(Labeled-object pointing entries)
--*--
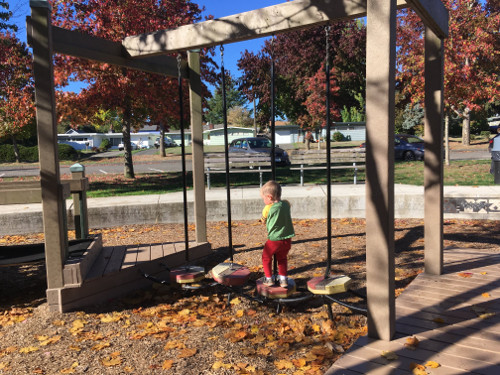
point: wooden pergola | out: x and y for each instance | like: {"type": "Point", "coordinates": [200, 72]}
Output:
{"type": "Point", "coordinates": [146, 52]}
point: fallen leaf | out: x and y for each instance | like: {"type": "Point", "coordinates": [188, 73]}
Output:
{"type": "Point", "coordinates": [167, 364]}
{"type": "Point", "coordinates": [219, 354]}
{"type": "Point", "coordinates": [111, 361]}
{"type": "Point", "coordinates": [283, 364]}
{"type": "Point", "coordinates": [387, 354]}
{"type": "Point", "coordinates": [29, 349]}
{"type": "Point", "coordinates": [188, 352]}
{"type": "Point", "coordinates": [411, 343]}
{"type": "Point", "coordinates": [432, 364]}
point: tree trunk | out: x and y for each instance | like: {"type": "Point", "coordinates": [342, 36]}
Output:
{"type": "Point", "coordinates": [466, 128]}
{"type": "Point", "coordinates": [162, 141]}
{"type": "Point", "coordinates": [447, 139]}
{"type": "Point", "coordinates": [16, 149]}
{"type": "Point", "coordinates": [127, 146]}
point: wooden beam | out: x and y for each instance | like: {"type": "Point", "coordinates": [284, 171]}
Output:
{"type": "Point", "coordinates": [78, 44]}
{"type": "Point", "coordinates": [289, 16]}
{"type": "Point", "coordinates": [434, 15]}
{"type": "Point", "coordinates": [380, 98]}
{"type": "Point", "coordinates": [196, 110]}
{"type": "Point", "coordinates": [433, 163]}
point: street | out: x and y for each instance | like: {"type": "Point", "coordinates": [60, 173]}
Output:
{"type": "Point", "coordinates": [167, 165]}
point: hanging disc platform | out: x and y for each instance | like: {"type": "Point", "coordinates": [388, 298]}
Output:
{"type": "Point", "coordinates": [187, 274]}
{"type": "Point", "coordinates": [275, 291]}
{"type": "Point", "coordinates": [231, 274]}
{"type": "Point", "coordinates": [329, 285]}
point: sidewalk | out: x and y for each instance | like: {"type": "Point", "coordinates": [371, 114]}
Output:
{"type": "Point", "coordinates": [308, 202]}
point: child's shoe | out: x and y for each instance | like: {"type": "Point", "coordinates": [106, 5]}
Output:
{"type": "Point", "coordinates": [284, 282]}
{"type": "Point", "coordinates": [268, 281]}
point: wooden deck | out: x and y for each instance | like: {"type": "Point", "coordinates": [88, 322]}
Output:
{"type": "Point", "coordinates": [103, 273]}
{"type": "Point", "coordinates": [455, 317]}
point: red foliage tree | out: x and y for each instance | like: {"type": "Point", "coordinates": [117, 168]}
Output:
{"type": "Point", "coordinates": [471, 58]}
{"type": "Point", "coordinates": [137, 95]}
{"type": "Point", "coordinates": [298, 56]}
{"type": "Point", "coordinates": [17, 109]}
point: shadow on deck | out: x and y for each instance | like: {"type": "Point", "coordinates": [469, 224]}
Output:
{"type": "Point", "coordinates": [455, 317]}
{"type": "Point", "coordinates": [102, 273]}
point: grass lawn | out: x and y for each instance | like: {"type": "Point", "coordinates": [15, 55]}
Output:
{"type": "Point", "coordinates": [466, 172]}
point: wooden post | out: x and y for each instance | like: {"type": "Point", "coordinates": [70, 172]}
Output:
{"type": "Point", "coordinates": [380, 81]}
{"type": "Point", "coordinates": [80, 203]}
{"type": "Point", "coordinates": [53, 203]}
{"type": "Point", "coordinates": [433, 172]}
{"type": "Point", "coordinates": [200, 211]}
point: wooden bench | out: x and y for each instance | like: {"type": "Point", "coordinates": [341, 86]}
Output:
{"type": "Point", "coordinates": [351, 158]}
{"type": "Point", "coordinates": [238, 163]}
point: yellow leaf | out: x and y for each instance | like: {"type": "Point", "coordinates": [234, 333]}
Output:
{"type": "Point", "coordinates": [188, 352]}
{"type": "Point", "coordinates": [219, 354]}
{"type": "Point", "coordinates": [387, 354]}
{"type": "Point", "coordinates": [411, 343]}
{"type": "Point", "coordinates": [29, 349]}
{"type": "Point", "coordinates": [101, 346]}
{"type": "Point", "coordinates": [167, 364]}
{"type": "Point", "coordinates": [283, 364]}
{"type": "Point", "coordinates": [111, 361]}
{"type": "Point", "coordinates": [432, 364]}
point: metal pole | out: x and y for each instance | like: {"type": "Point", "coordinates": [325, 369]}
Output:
{"type": "Point", "coordinates": [226, 155]}
{"type": "Point", "coordinates": [183, 150]}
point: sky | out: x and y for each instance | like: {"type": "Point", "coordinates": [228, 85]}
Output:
{"type": "Point", "coordinates": [216, 8]}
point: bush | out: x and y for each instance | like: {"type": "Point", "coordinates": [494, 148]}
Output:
{"type": "Point", "coordinates": [28, 154]}
{"type": "Point", "coordinates": [7, 154]}
{"type": "Point", "coordinates": [337, 137]}
{"type": "Point", "coordinates": [105, 145]}
{"type": "Point", "coordinates": [67, 152]}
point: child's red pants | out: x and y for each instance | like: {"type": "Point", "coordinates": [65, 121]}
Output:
{"type": "Point", "coordinates": [280, 249]}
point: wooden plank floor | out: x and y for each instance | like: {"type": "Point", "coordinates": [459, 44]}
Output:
{"type": "Point", "coordinates": [118, 270]}
{"type": "Point", "coordinates": [455, 317]}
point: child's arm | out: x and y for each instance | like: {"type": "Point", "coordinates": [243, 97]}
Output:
{"type": "Point", "coordinates": [265, 213]}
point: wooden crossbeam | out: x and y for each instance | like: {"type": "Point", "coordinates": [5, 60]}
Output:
{"type": "Point", "coordinates": [289, 16]}
{"type": "Point", "coordinates": [78, 44]}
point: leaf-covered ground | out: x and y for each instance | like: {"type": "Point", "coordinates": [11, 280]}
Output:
{"type": "Point", "coordinates": [167, 330]}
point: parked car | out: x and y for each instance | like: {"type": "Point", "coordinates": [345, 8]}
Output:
{"type": "Point", "coordinates": [407, 147]}
{"type": "Point", "coordinates": [121, 147]}
{"type": "Point", "coordinates": [167, 141]}
{"type": "Point", "coordinates": [259, 144]}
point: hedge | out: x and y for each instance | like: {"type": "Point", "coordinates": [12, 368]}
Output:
{"type": "Point", "coordinates": [30, 154]}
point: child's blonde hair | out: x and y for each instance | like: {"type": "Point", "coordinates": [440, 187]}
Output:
{"type": "Point", "coordinates": [273, 189]}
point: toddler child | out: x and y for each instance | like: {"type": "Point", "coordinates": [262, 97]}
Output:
{"type": "Point", "coordinates": [279, 232]}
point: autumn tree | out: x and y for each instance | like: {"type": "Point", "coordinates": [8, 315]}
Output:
{"type": "Point", "coordinates": [298, 56]}
{"type": "Point", "coordinates": [16, 91]}
{"type": "Point", "coordinates": [471, 58]}
{"type": "Point", "coordinates": [215, 105]}
{"type": "Point", "coordinates": [136, 96]}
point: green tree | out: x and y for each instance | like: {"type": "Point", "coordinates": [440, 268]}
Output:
{"type": "Point", "coordinates": [215, 105]}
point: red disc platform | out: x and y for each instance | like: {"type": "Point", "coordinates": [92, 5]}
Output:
{"type": "Point", "coordinates": [187, 274]}
{"type": "Point", "coordinates": [275, 291]}
{"type": "Point", "coordinates": [231, 274]}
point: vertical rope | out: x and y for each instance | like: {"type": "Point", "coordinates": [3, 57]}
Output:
{"type": "Point", "coordinates": [328, 155]}
{"type": "Point", "coordinates": [226, 155]}
{"type": "Point", "coordinates": [183, 149]}
{"type": "Point", "coordinates": [273, 115]}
--*--
Task requirements:
Can you render the stretch from the line containing "point: vertical rope" through the end of the material as a numbered list, leaving out any blank lines?

Reply to the exercise:
1. point: vertical rope | out: x and y for each instance | like: {"type": "Point", "coordinates": [3, 57]}
2. Output:
3. {"type": "Point", "coordinates": [328, 155]}
4. {"type": "Point", "coordinates": [226, 155]}
5. {"type": "Point", "coordinates": [183, 149]}
6. {"type": "Point", "coordinates": [273, 115]}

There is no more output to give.